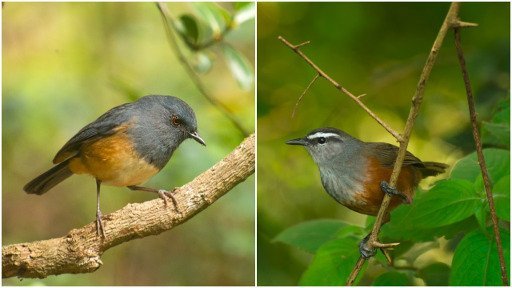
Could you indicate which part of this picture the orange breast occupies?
[349,158,421,215]
[69,132,159,186]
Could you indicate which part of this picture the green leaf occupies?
[408,179,480,228]
[450,148,510,183]
[299,234,366,286]
[273,219,347,253]
[475,202,489,231]
[372,271,414,286]
[450,229,510,286]
[234,2,256,25]
[176,14,199,45]
[222,44,254,91]
[191,52,213,74]
[481,122,510,147]
[492,175,510,221]
[481,99,510,148]
[418,262,450,286]
[192,2,231,37]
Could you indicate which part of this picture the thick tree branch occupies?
[277,36,402,142]
[347,2,460,285]
[2,134,255,278]
[454,27,508,286]
[279,2,473,285]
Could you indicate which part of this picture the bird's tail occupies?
[23,160,73,195]
[421,162,449,177]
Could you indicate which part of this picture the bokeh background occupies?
[2,2,255,285]
[257,3,510,285]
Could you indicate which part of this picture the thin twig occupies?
[292,74,320,118]
[156,2,249,137]
[2,134,255,278]
[453,27,508,286]
[277,36,403,142]
[347,2,460,285]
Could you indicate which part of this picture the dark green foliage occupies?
[373,271,413,286]
[276,102,510,286]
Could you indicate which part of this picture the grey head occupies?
[286,127,366,207]
[128,95,206,168]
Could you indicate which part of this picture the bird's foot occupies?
[158,188,180,213]
[380,181,411,203]
[359,234,400,265]
[359,234,377,259]
[96,210,105,238]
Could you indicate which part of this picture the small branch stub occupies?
[2,134,255,278]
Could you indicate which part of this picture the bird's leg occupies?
[380,181,411,203]
[359,233,377,259]
[359,233,399,265]
[96,179,105,238]
[128,185,180,213]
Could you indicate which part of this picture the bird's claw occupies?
[359,235,377,259]
[158,189,180,213]
[359,234,400,265]
[380,181,411,203]
[96,210,105,238]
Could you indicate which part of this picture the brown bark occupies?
[2,134,255,278]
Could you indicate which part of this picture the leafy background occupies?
[2,2,255,285]
[257,3,510,285]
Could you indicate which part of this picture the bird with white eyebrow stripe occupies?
[286,127,448,258]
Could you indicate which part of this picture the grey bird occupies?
[286,127,448,258]
[23,95,206,237]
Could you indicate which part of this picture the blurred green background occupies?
[2,2,255,285]
[257,3,510,285]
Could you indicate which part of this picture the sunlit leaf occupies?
[176,14,199,45]
[450,228,510,286]
[450,148,510,182]
[234,2,256,25]
[299,231,366,286]
[492,175,510,221]
[418,262,450,286]
[222,44,254,91]
[481,99,510,148]
[274,219,347,253]
[191,52,213,74]
[398,179,481,228]
[192,2,231,37]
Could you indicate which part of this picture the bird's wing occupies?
[53,103,132,164]
[366,142,425,168]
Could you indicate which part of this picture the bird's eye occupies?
[171,115,181,126]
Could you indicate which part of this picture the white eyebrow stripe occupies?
[308,132,341,140]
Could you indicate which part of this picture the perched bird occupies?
[286,128,448,258]
[23,95,206,237]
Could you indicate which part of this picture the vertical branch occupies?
[347,2,460,285]
[156,2,249,137]
[454,26,508,286]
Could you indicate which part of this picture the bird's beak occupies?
[286,138,308,146]
[188,131,206,146]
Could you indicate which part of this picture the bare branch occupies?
[453,26,508,286]
[2,134,255,278]
[292,74,320,118]
[347,2,466,285]
[278,36,402,142]
[157,2,249,137]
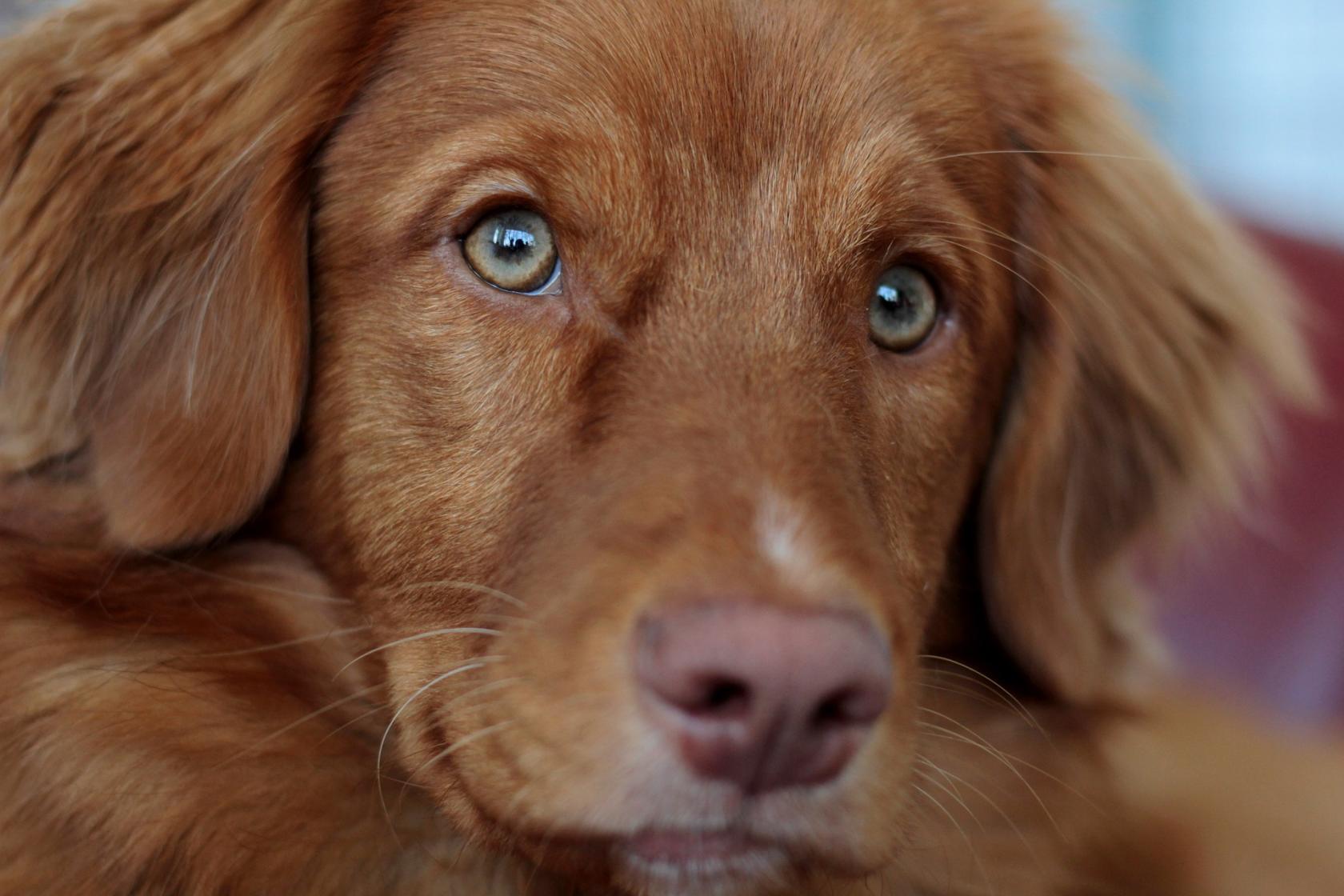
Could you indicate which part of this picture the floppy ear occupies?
[0,0,380,546]
[980,67,1314,700]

====

Recopiez à l'identique toutes les lignes, depuis celle qui contient « Could you indicate which part of this picture the bird's eye » jusqu'à la fin des données, sans reprendre les images dans votre réponse, s'il vous plaît.

* Réponse rédigée *
Could you indicate which part of this picture the bird's eye occupies?
[171,115,181,126]
Could you indicate which part of this picture the white eyebrow stripe occupies?
[308,132,341,140]
Could you indicate which part of this picture the perched bird occupies?
[286,128,448,258]
[23,95,206,237]
Could you indicate which part of this picture the vertical branch occupies?
[347,2,460,285]
[156,2,249,137]
[454,26,508,286]
Could you indicate which part of this picture the bird's beak occupies?
[286,138,308,146]
[188,131,206,146]
Could you indicate which part of this picture the bare branch occupies?
[453,26,508,286]
[2,134,255,278]
[292,74,320,118]
[347,2,466,285]
[278,36,402,142]
[157,2,249,137]
Could you indicate which part of this picture the floppy ear occupies?
[0,0,380,546]
[980,67,1314,700]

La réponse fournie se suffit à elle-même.